> _WORK TO BE COMPLETED_: Reproduce the records below in full and without edits, omitting images.

╔══

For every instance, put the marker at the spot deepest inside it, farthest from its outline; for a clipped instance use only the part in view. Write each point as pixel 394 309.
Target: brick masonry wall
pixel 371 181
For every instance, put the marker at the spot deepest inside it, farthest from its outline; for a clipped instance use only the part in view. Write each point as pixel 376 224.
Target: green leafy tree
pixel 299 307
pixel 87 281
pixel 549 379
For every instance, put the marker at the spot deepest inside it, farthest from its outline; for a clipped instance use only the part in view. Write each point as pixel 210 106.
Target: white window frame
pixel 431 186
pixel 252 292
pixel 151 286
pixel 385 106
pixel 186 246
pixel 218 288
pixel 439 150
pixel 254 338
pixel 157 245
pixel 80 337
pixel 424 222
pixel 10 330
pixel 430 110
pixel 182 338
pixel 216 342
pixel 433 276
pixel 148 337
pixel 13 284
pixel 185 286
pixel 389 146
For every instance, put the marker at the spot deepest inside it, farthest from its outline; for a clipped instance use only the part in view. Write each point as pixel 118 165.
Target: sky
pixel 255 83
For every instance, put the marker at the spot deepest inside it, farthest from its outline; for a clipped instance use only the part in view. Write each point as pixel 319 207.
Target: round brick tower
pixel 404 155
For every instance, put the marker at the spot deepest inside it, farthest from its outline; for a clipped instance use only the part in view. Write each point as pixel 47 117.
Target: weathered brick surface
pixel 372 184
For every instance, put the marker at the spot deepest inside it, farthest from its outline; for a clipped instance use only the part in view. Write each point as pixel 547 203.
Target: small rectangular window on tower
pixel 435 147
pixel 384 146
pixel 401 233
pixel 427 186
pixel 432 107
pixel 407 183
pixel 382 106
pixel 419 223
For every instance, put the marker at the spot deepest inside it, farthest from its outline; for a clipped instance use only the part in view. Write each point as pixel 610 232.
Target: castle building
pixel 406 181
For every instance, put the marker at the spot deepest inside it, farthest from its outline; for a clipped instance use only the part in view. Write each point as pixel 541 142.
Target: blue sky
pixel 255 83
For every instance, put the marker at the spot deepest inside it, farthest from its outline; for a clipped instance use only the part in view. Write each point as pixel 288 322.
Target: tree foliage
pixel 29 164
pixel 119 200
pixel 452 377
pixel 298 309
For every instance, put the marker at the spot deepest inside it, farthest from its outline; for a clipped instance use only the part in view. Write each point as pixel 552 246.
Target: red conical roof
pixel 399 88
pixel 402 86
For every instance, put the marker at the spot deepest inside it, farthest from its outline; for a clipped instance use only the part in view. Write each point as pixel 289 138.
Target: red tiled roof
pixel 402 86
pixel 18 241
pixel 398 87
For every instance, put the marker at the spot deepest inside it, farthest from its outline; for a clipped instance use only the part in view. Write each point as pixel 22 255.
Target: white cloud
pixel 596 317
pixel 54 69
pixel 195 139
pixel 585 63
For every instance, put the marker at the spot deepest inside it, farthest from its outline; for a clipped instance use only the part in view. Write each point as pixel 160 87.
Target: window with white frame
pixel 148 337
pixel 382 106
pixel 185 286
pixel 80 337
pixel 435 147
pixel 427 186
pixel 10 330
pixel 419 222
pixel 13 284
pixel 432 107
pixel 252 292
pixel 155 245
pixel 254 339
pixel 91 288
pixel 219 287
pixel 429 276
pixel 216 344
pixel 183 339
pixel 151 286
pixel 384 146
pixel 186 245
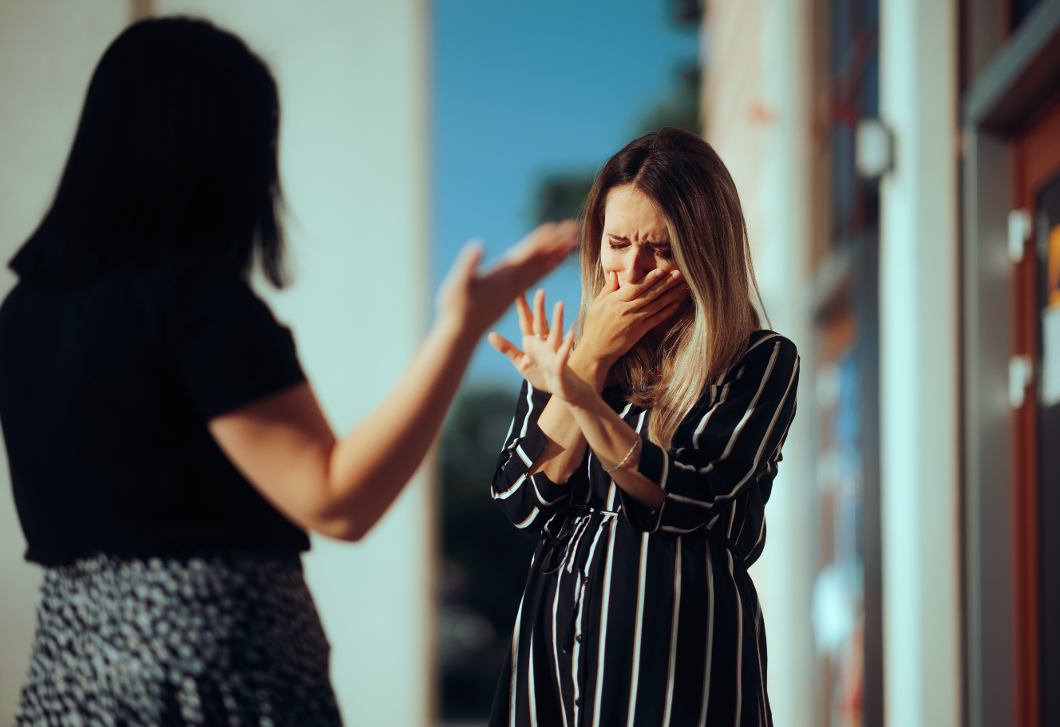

╚══

> _EXERCISE RESPONSE_:
For every instance, put the marker at the spot deepest inside it, farthest from its outline; for a clipped instance use only the part in view. Write each point as pixel 394 309.
Target: brick masonry wall
pixel 371 181
For every instance, put the marker at the spot deepest inside it, farthest from its outline; for a clipped instance use only the part in view. Write each point as pixel 376 224.
Target: green leafy tree
pixel 299 307
pixel 87 281
pixel 549 379
For every instance, put the marker at the spot deepest inside it, farthest from its outline; for a clipped instance use only the part in view. Write each point as pixel 210 106.
Target: white window frame
pixel 431 186
pixel 252 292
pixel 151 286
pixel 385 106
pixel 186 246
pixel 218 288
pixel 439 150
pixel 254 338
pixel 157 245
pixel 80 337
pixel 424 222
pixel 10 330
pixel 430 110
pixel 182 338
pixel 216 342
pixel 433 276
pixel 148 337
pixel 13 284
pixel 185 286
pixel 389 146
For every instance, put the marker at the spot deepest inside it, farthest from its outline; for a clipped instance use only the part in view. Write each point as pixel 118 165.
Target: sky
pixel 255 83
For every instance, put the marker at the spot deepest inside it, farthest from its outline; for a clipped instance use only the part in view. Write each point as pixel 319 207.
Target: round brick tower
pixel 404 155
For every instance, put the marker at the spot deepest inside it, farthest from its outline; for a clipped instance use only the part in view. Write each point as pixel 47 117.
Target: weathered brick surface
pixel 372 184
For every instance, put the marker at the spot deepest inside it, farthest from its outline; for a clipped instance use only the part in view. Write each point as pixel 547 203.
Target: small rectangular window on tower
pixel 435 147
pixel 384 146
pixel 401 233
pixel 427 186
pixel 432 107
pixel 407 183
pixel 382 106
pixel 419 223
For every instance, put the marker at the spot deepest inside it, farthest from its outline; for a clipped instance use only the part in view. Write each point as pixel 610 232.
Target: castle building
pixel 406 181
For every instance, put the marker at the spot deepest inside it, farthest from its outline; for a clipped instance use only the part in view. Write each point as pixel 541 142.
Target: blue sky
pixel 255 83
For every instance, put the marker at the spot deepest inside it, farthest from its outline; for a clipped instance use only the part in view. Write each point as pixel 288 322.
Target: tree foliage
pixel 29 164
pixel 119 200
pixel 452 377
pixel 298 309
For every instance, put the marker at the spot deepest inside it, farthest from its outline; for a clipped instance use only the part in view. Write each point as pixel 552 246.
Target: red conical roof
pixel 399 88
pixel 402 86
For every instance, put the marker at the spot deepest inside it, farthest from its outline; for a clipped instance use only the part in view. Write each point as pixel 289 138.
Target: red tiled roof
pixel 402 86
pixel 18 241
pixel 398 87
For every instance, put the marker at the spot deepest inside it, farthest from its outline; for a clipped instance use only the part in view. Write each point as pixel 22 255.
Target: white cloud
pixel 596 317
pixel 54 69
pixel 195 139
pixel 585 63
For every instance, put the marker at the spot deepest inside it, farthest from its outline; for a clipped instance use only the part in view. Write each point as pixel 160 87.
Target: window with white frame
pixel 148 337
pixel 382 106
pixel 185 286
pixel 80 337
pixel 435 147
pixel 427 186
pixel 10 330
pixel 419 222
pixel 13 284
pixel 432 107
pixel 252 292
pixel 155 245
pixel 254 339
pixel 91 288
pixel 219 287
pixel 429 276
pixel 216 344
pixel 183 339
pixel 151 286
pixel 384 146
pixel 186 245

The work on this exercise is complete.